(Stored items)
[START]

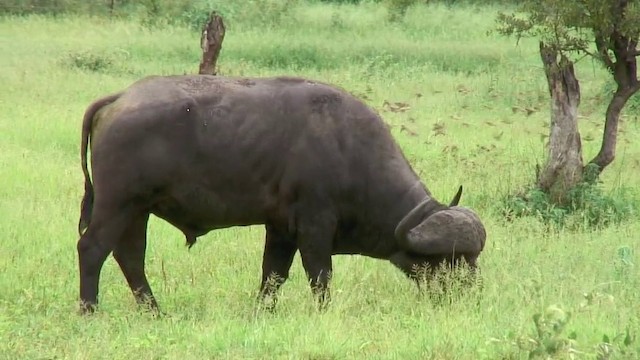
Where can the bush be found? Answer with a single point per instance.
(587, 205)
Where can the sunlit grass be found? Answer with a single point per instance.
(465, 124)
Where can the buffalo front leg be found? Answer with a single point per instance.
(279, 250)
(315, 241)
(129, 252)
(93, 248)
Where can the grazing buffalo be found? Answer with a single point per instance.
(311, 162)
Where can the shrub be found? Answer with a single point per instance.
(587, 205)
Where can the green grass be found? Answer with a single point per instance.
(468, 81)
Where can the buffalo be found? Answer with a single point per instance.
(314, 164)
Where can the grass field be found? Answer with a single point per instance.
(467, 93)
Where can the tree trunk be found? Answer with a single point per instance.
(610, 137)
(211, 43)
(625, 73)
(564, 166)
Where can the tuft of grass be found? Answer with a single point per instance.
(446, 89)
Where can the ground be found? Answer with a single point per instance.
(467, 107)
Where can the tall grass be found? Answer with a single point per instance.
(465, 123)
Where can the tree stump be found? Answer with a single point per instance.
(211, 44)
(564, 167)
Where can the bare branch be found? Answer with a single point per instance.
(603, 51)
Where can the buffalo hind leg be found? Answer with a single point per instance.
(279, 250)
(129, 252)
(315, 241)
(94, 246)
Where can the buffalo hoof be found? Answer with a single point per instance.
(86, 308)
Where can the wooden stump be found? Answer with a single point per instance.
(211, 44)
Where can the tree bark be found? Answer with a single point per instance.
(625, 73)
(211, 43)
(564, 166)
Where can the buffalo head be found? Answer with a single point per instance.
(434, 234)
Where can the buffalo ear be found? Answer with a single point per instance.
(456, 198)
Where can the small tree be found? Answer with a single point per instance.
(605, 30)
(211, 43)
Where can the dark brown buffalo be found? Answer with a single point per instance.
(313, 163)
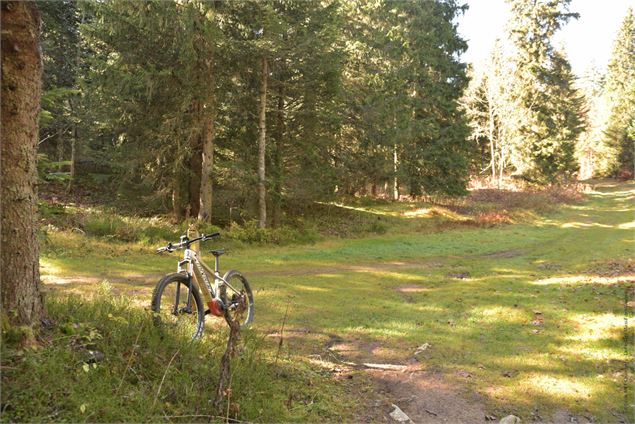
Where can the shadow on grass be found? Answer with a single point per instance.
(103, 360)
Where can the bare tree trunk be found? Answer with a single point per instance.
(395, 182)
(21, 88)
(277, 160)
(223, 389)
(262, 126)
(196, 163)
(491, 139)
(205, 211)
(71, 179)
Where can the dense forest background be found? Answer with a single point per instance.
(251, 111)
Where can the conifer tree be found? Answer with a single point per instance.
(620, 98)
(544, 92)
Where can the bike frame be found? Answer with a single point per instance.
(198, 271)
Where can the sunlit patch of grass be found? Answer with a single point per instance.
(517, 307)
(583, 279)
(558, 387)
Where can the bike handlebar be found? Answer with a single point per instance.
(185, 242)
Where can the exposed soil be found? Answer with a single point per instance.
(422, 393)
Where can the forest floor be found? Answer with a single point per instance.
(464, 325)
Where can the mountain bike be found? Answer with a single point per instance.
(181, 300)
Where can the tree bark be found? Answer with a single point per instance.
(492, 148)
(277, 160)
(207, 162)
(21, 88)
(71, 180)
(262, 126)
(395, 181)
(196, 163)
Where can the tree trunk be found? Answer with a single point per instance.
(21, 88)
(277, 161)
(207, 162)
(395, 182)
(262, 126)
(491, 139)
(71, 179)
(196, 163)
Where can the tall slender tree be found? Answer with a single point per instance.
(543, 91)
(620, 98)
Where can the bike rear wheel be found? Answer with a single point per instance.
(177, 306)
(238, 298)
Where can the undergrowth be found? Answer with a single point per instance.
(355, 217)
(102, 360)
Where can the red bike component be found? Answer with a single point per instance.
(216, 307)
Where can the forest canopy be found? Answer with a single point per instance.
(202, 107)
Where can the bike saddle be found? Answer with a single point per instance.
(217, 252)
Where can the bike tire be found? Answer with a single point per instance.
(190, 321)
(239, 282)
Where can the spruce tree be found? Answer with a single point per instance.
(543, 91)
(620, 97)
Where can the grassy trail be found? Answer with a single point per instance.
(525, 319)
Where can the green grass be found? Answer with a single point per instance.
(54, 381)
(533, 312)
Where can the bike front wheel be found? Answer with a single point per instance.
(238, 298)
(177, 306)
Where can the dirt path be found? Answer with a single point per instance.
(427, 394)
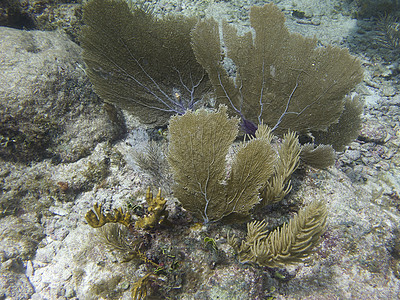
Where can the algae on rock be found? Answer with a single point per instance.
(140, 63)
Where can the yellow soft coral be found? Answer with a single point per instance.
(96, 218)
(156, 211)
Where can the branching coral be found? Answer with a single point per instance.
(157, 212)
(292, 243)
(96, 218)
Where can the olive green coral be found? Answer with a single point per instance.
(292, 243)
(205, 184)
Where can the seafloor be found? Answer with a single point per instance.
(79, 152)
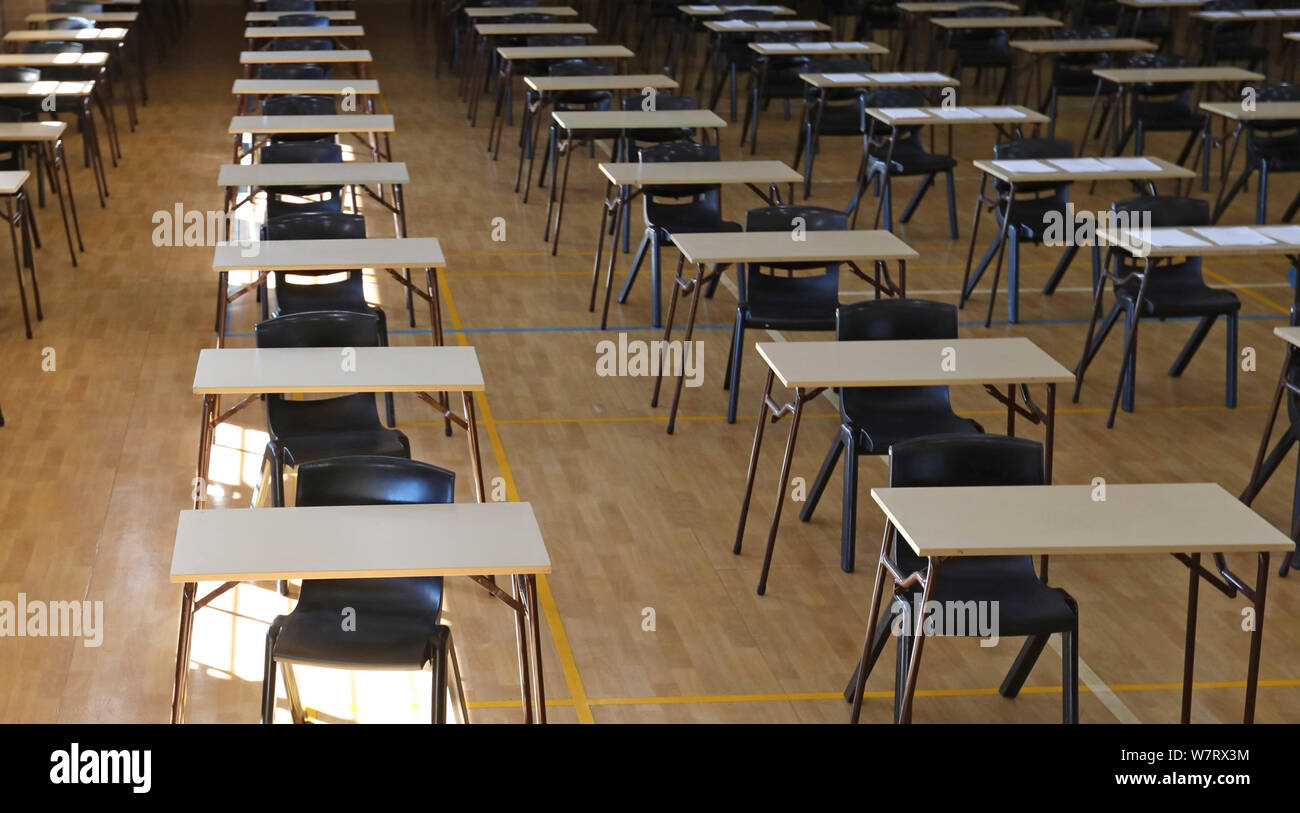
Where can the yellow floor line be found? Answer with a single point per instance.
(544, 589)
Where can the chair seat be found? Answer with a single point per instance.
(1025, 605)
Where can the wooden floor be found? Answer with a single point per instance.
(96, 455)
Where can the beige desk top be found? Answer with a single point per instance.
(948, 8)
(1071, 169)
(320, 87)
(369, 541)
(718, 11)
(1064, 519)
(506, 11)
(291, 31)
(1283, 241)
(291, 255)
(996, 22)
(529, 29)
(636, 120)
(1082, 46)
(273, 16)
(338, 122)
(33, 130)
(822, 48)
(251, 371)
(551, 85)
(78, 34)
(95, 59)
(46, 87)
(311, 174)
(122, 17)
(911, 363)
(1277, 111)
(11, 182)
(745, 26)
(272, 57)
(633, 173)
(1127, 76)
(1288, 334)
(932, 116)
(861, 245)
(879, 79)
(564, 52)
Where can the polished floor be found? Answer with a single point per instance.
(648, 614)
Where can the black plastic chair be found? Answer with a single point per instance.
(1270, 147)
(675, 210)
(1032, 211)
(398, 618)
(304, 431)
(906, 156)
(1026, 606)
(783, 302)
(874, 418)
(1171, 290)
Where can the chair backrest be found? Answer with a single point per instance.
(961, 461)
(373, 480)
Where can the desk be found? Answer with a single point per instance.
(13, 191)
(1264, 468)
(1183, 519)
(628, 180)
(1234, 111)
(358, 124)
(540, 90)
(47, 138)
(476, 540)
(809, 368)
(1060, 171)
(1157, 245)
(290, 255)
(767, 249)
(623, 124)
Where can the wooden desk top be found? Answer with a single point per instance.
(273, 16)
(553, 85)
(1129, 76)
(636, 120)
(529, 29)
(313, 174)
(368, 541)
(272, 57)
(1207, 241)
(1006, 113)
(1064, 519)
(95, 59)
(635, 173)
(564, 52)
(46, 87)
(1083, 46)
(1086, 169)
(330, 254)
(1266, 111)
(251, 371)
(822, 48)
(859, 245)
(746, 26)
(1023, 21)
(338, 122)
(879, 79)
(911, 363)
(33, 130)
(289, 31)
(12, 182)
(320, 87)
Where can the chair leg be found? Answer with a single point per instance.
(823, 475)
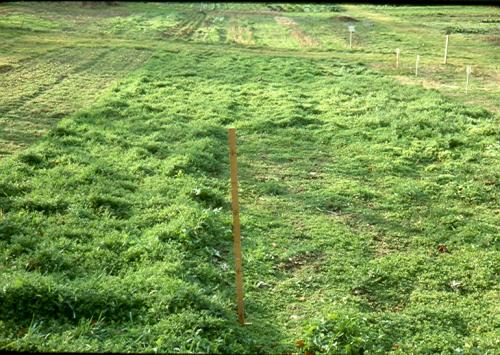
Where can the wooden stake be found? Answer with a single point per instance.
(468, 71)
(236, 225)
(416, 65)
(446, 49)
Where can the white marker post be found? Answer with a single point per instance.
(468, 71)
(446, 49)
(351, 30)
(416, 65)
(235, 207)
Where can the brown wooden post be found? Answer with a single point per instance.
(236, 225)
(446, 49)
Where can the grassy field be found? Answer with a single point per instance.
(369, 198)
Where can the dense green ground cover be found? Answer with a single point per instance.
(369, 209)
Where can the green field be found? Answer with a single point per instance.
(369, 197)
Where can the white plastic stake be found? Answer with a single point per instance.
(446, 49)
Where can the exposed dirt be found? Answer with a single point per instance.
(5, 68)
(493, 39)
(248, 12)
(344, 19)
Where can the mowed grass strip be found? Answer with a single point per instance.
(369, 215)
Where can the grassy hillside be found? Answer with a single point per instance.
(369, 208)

[END]
[START]

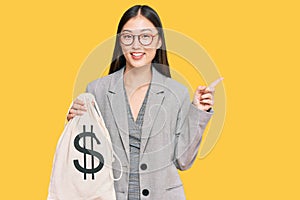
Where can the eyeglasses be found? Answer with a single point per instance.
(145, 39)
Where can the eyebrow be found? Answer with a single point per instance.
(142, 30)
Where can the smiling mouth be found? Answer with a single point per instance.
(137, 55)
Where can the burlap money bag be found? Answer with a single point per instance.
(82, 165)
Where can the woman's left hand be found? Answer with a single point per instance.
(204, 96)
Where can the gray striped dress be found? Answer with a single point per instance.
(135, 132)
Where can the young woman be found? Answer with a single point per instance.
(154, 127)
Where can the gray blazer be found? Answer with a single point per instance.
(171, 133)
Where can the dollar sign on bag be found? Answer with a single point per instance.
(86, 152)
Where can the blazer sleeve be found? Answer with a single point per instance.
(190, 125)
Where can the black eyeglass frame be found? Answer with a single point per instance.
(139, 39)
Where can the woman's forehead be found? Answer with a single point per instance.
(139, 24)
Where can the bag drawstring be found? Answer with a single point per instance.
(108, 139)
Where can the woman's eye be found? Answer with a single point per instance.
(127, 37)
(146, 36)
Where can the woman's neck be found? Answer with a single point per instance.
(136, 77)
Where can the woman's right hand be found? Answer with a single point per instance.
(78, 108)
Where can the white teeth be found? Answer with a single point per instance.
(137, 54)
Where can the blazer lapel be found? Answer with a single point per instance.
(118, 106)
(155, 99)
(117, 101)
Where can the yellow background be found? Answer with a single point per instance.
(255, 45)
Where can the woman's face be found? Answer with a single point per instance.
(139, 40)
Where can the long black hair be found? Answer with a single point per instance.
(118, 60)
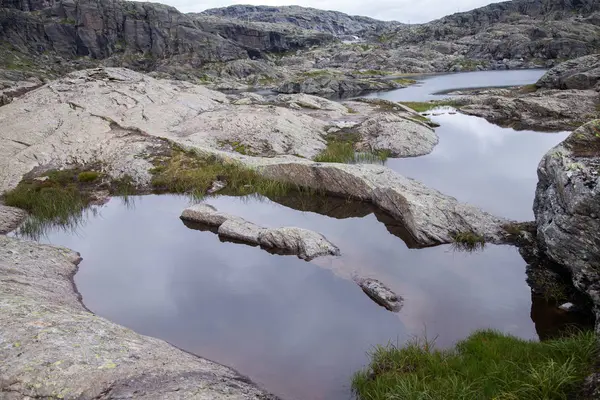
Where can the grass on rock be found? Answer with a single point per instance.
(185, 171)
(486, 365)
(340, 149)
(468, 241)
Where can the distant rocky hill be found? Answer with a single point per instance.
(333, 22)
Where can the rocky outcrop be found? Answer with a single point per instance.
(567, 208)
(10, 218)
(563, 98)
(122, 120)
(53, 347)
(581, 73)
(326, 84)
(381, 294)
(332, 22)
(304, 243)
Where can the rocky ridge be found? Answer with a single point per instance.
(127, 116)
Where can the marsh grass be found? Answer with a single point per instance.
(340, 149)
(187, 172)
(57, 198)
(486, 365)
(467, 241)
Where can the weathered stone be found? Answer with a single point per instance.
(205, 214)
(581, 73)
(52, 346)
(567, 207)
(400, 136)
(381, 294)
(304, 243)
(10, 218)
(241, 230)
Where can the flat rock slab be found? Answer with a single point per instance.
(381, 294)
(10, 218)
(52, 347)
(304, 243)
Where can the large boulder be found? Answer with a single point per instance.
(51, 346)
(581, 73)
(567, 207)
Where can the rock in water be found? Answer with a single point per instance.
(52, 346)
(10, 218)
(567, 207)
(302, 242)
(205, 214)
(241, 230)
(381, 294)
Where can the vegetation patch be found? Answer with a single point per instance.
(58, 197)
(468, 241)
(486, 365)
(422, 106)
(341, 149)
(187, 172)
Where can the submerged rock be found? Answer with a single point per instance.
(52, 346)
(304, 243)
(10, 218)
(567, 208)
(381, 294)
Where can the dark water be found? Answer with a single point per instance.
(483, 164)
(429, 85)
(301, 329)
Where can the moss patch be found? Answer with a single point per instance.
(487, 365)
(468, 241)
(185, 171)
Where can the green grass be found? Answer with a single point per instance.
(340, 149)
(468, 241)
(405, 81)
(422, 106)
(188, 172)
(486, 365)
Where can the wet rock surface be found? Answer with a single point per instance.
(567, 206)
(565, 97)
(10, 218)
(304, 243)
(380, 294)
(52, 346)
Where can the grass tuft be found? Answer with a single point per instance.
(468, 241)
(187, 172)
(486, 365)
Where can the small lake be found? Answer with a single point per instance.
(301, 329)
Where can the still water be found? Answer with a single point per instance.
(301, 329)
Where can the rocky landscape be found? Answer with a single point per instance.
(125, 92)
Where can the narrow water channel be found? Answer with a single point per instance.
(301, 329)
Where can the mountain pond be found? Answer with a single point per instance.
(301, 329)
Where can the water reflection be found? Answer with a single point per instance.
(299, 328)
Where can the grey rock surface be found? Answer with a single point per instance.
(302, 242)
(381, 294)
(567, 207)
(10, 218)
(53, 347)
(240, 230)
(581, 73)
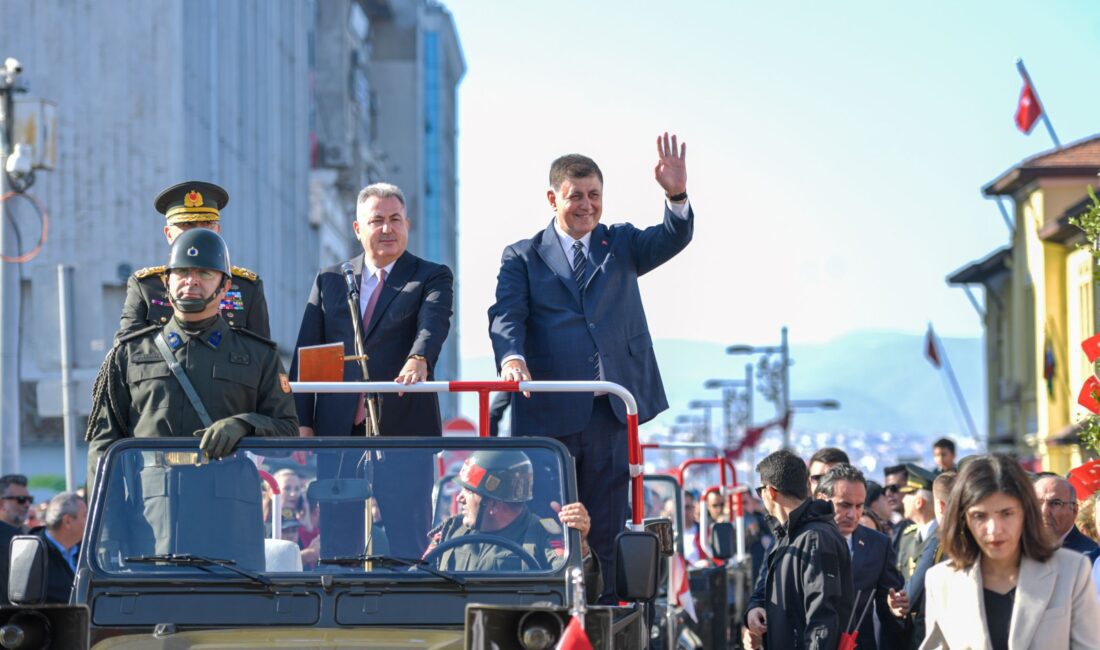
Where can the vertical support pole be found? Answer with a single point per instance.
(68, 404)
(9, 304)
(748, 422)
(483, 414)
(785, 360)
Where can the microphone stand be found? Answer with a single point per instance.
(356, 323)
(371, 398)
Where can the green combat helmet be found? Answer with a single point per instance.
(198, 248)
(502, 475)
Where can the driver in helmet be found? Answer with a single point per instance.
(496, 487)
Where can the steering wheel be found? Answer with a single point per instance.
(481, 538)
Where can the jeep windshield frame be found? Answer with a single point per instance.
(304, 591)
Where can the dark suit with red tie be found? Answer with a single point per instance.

[END]
[START]

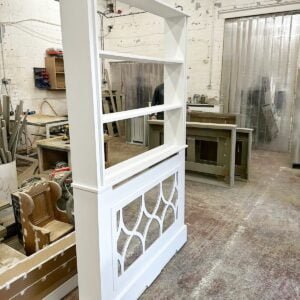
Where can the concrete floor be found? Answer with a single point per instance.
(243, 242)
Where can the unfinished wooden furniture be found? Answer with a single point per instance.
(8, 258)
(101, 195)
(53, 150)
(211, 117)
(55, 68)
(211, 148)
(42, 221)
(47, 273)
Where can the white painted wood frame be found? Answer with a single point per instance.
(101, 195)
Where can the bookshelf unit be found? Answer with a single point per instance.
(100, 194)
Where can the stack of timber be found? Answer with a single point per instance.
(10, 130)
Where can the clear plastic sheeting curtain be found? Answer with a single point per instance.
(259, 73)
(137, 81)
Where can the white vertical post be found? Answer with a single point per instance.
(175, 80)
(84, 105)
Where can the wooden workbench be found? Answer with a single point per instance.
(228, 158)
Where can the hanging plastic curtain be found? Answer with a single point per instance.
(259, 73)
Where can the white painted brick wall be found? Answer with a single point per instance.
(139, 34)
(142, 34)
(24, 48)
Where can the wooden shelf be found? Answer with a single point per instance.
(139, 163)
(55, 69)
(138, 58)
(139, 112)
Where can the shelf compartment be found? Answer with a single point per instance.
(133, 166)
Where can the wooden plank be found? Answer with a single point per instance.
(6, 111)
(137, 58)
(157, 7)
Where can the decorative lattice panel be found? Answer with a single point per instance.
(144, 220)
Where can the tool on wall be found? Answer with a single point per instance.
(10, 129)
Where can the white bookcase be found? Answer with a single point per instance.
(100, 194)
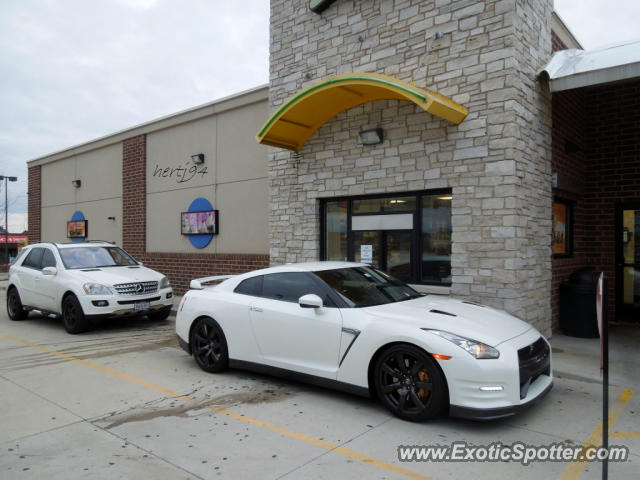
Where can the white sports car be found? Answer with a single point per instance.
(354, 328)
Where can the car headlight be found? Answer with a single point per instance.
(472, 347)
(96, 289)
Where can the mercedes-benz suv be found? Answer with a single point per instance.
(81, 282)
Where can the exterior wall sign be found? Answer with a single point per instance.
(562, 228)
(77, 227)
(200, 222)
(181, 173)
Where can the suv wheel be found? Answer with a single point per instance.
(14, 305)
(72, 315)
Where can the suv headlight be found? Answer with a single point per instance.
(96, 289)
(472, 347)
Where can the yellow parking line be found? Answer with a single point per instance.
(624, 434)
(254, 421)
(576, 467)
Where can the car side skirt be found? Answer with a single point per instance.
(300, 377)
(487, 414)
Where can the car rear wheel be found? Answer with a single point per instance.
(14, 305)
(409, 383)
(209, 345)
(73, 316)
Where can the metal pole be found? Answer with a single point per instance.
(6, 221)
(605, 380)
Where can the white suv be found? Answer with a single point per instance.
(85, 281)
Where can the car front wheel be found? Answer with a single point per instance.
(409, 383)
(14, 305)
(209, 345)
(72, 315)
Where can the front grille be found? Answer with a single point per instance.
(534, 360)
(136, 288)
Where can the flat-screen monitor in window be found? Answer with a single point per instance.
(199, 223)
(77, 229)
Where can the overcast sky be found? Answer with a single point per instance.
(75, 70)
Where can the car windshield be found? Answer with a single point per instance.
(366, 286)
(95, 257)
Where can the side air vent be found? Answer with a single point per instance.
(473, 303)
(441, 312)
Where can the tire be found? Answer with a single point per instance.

[END]

REQUEST: Extract every line of the records above that contains the string "blazer", treating uppercase and lowercase letters as distinct.

WRITTEN REPLY:
Where can the gray blazer be found? Answer with a single point per instance.
Where can the blazer sleeve be found? Answer with a single point per instance.
Where can the blazer lapel be found? Answer with a single point per instance.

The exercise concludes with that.